#### [Selection]

To avoid unwanted attention from the ATO and keep your clients above board, you’ll need to be totally across the new Single Touch Payroll reporting legislation.
Employers may have heard their payroll team throw around the term ‘Single Touch Payroll reporting’ (STPR) recently.
The STPR legislation was part of the Budget Savings (Omnibus) Act 2016 that received royal assent in September 2016. However, employers are only now starting to recognise what this might mean for them.
The introduction of STPR will change the way employers report payroll payments to the ATO, including PAYGW and superannuation, by requiring detailed payroll information to be reported in real time to the ATO. The STPR certainly has some administrative benefits, such as removing the need to issue payment summaries at year end. However, there are a few things that need to be in place before the 1 July 2018 compulsory switch takes place.
From 1 July 2017, any employer regardless of size will be able to choose to adopt the STPR on a voluntary basis. However, from 1 July 2018, it will be compulsory for ‘substantial employers’ with more than 20 employees to use STPR.
What’s changed?
The main changes you will notice when adopting the STPR are:
- Ordinary time earnings, salary or wages and pay as you go (PAYG) withholding information will be reported and available to the commissioner in real time when payroll is periodically processed by the employer;
- Superannuation contributions will be reported to the commissioner at the time the contributions are paid on an employee by employee basis;
- Employers will have to acquire SBR-enabled software to comply with the obligations of STPR;
- New employees will have the option of completing TFN declarations and super choice forms online;
- The STPR reports for PAYG withholding will become the approved form for reporting PAYG withholding (currently this is the business activity statements or BAS). A failure to lodge in the approved form will attract an administrative penalty;
- Employers that have reported their PAYG withholding obligations via STPR will have their PAYG withholding pre-filled by the ATO on their BAS;
- However, the ATO envisages that employers will be provided with the option to pay their PAYG withholding at the same time they lodge their STP reports to further align the reporting and payment of PAYG withholding through the payroll system. That is, the amounts will be remitted earlier than is necessary under the legislation;
- Employers will no longer be required to submit an annual PAYG report to the ATO; and
- Employers may no longer need to provide payment summaries to employees, as the employees will have access to their payroll information via their myGov account. It is recommended that employees whose employers are changing to STPR set up a myGov account before the change takes place, in order to access to their salary information at year end.

#### [Data section]
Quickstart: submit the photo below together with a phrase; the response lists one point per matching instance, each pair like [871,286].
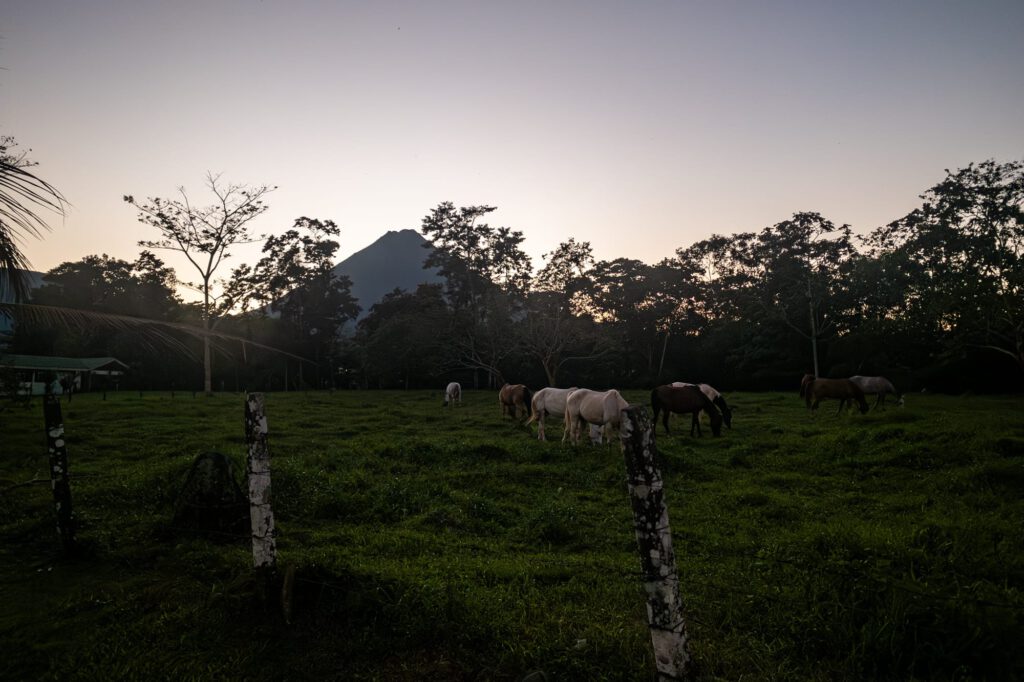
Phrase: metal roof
[54,364]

#### [Set problem]
Write the next part of the article on Single Touch Payroll reporting, starting right after its final sentence.

#### [Written response]
What’s remained the same?
- If the employer does not elect to pay at the same time they report under the STPR, there is no change to the due date for payment of the PAYG Withholding liability. The payment cycle depends on the size of the employer. Large employers need to remit weekly, medium remitters monthly, small remitters on a quarterly basis; and
- Likewise, the STPR does not change the payment due date for superannuation guarantee, being generally on the 28th day following a financial quarter.
Pros and cons
The implementation of the STPR will effectively introduce a two-tier system of approved methods of reporting to the commissioner. This consists of the STPR for PAYG withholding and superannuation guarantee, while all other withholding amounts are still required to be lodged and reported through BAS, e.g. FBT and PAYG Instalments.
While the STPR may alleviate some administrative burdens for employers and is promoted as a way of aligning existing payroll functions with reporting obligations, it remains to be seen how many employers opt to align the payment of their PAYG withholding with their STPR reporting dates after they consider the cash flow disadvantages.
A further concern is the expectation or assumption the STPR will mean that employees will be able to view their payroll-related information and annual payment summary online through myGov. This will require employees to set up an online myGov account, which is a further level of administration for both taxpayers and potentially their tax agents.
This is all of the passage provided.